* [Aim]: How many lines in the listing below contain the string "pedestrian", matching case? Give only the number.

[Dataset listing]

## Begin

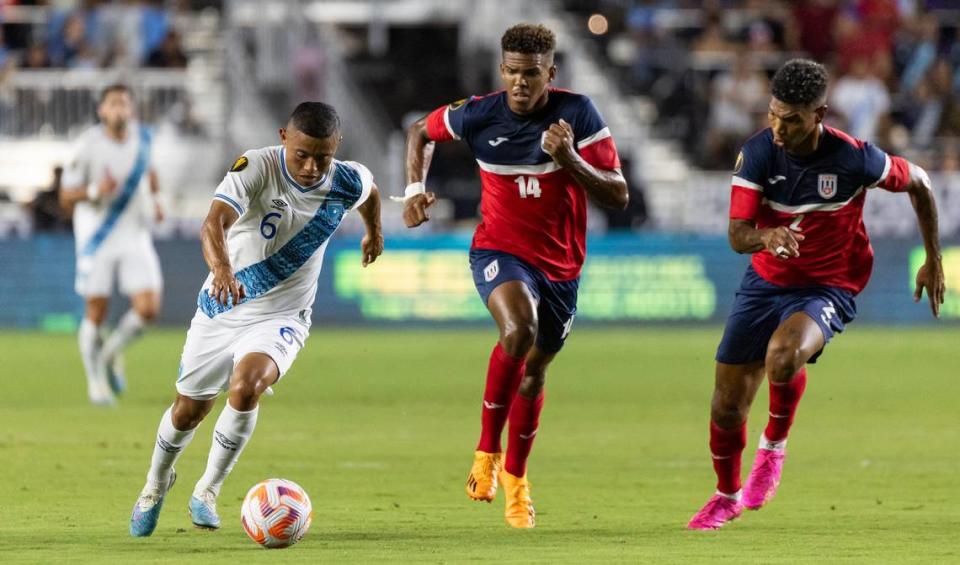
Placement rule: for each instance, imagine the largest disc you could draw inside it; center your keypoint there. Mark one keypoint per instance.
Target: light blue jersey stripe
(123, 199)
(260, 278)
(233, 203)
(293, 183)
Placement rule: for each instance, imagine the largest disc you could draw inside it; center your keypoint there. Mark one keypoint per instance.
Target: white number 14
(529, 186)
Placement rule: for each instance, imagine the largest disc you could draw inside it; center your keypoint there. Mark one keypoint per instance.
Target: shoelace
(714, 503)
(149, 499)
(767, 465)
(208, 499)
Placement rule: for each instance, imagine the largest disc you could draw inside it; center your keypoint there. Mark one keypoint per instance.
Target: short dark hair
(528, 38)
(115, 87)
(315, 119)
(800, 81)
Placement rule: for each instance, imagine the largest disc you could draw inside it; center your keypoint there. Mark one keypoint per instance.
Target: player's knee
(246, 389)
(728, 412)
(532, 385)
(244, 393)
(188, 415)
(517, 338)
(782, 361)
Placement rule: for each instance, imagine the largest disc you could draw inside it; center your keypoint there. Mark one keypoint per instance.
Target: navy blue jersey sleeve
(450, 121)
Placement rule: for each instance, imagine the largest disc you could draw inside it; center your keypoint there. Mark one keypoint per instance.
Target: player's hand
(371, 247)
(107, 185)
(558, 141)
(782, 242)
(415, 209)
(225, 286)
(930, 277)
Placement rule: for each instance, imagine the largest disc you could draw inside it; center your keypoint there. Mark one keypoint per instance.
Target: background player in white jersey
(110, 186)
(264, 240)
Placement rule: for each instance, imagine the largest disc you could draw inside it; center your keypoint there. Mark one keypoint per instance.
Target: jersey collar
(289, 177)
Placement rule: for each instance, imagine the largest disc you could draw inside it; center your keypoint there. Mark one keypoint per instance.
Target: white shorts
(136, 265)
(214, 347)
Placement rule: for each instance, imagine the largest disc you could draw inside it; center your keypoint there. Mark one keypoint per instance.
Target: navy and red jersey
(821, 196)
(531, 207)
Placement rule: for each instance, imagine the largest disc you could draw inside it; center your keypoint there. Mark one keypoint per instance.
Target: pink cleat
(764, 478)
(718, 511)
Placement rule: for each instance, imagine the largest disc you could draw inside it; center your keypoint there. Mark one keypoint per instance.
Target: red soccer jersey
(531, 207)
(820, 196)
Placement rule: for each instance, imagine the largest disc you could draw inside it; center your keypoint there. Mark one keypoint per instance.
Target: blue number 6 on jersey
(288, 334)
(268, 230)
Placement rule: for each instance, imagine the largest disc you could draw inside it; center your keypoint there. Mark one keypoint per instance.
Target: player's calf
(203, 510)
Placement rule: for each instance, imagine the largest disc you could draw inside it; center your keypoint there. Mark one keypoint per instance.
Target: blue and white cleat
(203, 511)
(146, 512)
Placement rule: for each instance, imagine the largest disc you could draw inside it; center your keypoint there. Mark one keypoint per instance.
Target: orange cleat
(519, 513)
(482, 480)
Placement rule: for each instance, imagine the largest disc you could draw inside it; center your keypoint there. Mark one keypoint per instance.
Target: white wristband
(412, 190)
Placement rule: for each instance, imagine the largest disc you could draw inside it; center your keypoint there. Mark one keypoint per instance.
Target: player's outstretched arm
(605, 188)
(419, 154)
(930, 275)
(782, 242)
(371, 246)
(70, 195)
(213, 238)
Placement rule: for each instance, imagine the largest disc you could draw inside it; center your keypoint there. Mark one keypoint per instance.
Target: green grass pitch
(379, 427)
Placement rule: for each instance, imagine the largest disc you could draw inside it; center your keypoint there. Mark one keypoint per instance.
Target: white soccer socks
(89, 339)
(170, 443)
(128, 329)
(231, 433)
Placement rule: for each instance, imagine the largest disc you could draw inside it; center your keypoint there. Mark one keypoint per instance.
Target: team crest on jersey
(239, 165)
(491, 271)
(827, 185)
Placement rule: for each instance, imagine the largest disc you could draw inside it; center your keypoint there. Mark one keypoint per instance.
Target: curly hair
(315, 119)
(801, 82)
(528, 38)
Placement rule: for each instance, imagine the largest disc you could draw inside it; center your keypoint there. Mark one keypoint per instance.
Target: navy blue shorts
(760, 307)
(556, 301)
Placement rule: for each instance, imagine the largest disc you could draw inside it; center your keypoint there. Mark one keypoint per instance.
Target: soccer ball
(276, 513)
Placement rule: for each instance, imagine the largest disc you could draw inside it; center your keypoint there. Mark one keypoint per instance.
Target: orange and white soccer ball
(276, 513)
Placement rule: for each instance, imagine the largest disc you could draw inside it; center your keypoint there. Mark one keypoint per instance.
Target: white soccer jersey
(276, 246)
(123, 219)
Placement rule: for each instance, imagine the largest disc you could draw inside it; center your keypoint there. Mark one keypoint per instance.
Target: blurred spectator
(738, 98)
(713, 38)
(812, 20)
(36, 57)
(45, 207)
(862, 101)
(169, 54)
(922, 53)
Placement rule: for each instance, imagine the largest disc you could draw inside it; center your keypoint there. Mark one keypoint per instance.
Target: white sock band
(230, 435)
(89, 340)
(170, 443)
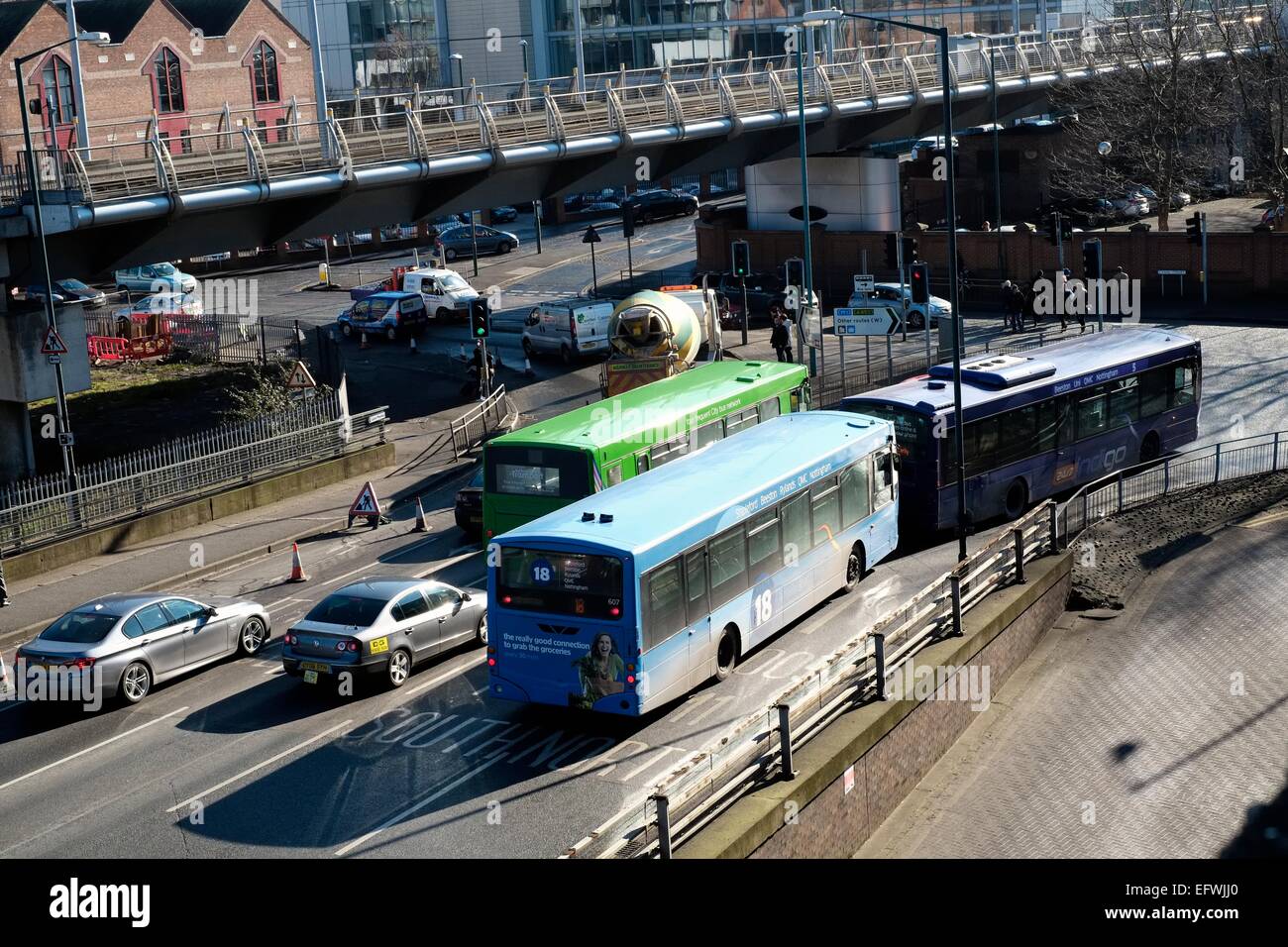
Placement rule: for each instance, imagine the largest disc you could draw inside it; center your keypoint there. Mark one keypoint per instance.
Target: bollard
(954, 583)
(1019, 556)
(664, 826)
(879, 656)
(785, 741)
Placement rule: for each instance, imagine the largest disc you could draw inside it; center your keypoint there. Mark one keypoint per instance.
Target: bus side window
(798, 535)
(855, 501)
(728, 565)
(664, 604)
(696, 585)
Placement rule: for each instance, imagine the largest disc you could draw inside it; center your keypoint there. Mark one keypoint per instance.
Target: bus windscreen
(579, 583)
(541, 472)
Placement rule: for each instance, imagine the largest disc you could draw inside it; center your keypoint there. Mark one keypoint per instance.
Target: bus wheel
(1017, 499)
(726, 654)
(855, 567)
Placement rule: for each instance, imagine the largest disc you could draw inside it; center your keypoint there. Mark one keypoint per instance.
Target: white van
(446, 291)
(571, 330)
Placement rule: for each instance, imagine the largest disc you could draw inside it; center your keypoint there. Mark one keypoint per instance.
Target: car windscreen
(342, 608)
(580, 583)
(80, 628)
(550, 472)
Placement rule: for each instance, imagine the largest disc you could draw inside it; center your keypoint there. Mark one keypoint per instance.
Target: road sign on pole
(53, 343)
(876, 320)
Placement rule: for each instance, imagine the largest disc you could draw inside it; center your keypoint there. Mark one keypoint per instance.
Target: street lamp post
(940, 34)
(38, 215)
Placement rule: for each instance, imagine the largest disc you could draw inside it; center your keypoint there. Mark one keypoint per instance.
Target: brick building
(183, 60)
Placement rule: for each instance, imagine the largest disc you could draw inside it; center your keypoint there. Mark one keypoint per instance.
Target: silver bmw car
(130, 643)
(382, 626)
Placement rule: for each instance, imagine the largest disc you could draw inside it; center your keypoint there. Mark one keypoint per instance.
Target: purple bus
(1038, 424)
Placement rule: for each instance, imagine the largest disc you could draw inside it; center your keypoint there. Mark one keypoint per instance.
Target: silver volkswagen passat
(382, 626)
(130, 643)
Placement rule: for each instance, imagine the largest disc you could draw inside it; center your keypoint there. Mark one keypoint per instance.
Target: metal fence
(1192, 470)
(472, 428)
(759, 748)
(47, 508)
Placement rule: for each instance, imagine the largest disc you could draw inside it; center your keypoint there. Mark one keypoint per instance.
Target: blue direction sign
(868, 320)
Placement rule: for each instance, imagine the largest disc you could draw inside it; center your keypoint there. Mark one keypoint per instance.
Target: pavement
(1155, 733)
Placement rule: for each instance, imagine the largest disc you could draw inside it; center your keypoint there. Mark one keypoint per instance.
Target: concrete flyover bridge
(138, 197)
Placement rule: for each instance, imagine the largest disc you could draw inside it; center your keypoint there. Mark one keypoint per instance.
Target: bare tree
(1254, 38)
(1157, 108)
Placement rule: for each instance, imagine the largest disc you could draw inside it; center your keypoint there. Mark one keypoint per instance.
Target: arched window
(56, 81)
(265, 73)
(168, 80)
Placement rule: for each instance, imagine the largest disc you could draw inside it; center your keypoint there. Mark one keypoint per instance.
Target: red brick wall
(120, 93)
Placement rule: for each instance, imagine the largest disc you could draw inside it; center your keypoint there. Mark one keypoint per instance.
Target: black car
(655, 205)
(469, 505)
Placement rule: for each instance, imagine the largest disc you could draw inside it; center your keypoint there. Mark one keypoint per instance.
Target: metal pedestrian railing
(472, 428)
(228, 149)
(43, 509)
(759, 748)
(1202, 467)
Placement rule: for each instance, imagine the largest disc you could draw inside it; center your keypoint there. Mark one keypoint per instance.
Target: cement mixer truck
(656, 334)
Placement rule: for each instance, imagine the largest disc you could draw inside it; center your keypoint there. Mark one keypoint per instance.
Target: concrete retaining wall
(892, 745)
(196, 512)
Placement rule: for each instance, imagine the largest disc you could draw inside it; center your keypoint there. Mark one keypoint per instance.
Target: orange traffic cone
(296, 566)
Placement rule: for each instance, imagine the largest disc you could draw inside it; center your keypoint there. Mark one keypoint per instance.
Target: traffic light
(919, 278)
(480, 328)
(741, 253)
(794, 272)
(1194, 228)
(1093, 264)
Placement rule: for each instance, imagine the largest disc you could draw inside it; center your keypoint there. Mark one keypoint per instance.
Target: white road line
(421, 804)
(258, 766)
(441, 678)
(89, 749)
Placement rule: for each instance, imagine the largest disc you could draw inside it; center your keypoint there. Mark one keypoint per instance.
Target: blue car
(391, 315)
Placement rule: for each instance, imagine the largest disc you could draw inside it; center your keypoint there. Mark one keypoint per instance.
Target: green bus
(550, 464)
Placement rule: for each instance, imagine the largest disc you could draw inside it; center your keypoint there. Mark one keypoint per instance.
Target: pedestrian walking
(4, 589)
(781, 339)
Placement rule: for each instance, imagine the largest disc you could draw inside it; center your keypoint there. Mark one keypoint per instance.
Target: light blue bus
(630, 598)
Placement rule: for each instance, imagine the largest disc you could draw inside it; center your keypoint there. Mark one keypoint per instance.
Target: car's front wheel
(136, 682)
(399, 668)
(253, 637)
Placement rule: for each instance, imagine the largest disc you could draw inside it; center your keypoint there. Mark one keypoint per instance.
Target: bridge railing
(752, 751)
(233, 150)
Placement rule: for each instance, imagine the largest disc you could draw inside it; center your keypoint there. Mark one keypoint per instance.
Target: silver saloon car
(130, 643)
(382, 628)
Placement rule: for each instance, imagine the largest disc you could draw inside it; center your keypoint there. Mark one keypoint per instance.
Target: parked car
(155, 277)
(382, 626)
(655, 205)
(391, 315)
(137, 641)
(570, 330)
(71, 291)
(459, 241)
(889, 292)
(469, 505)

## End

* [Written response]: 2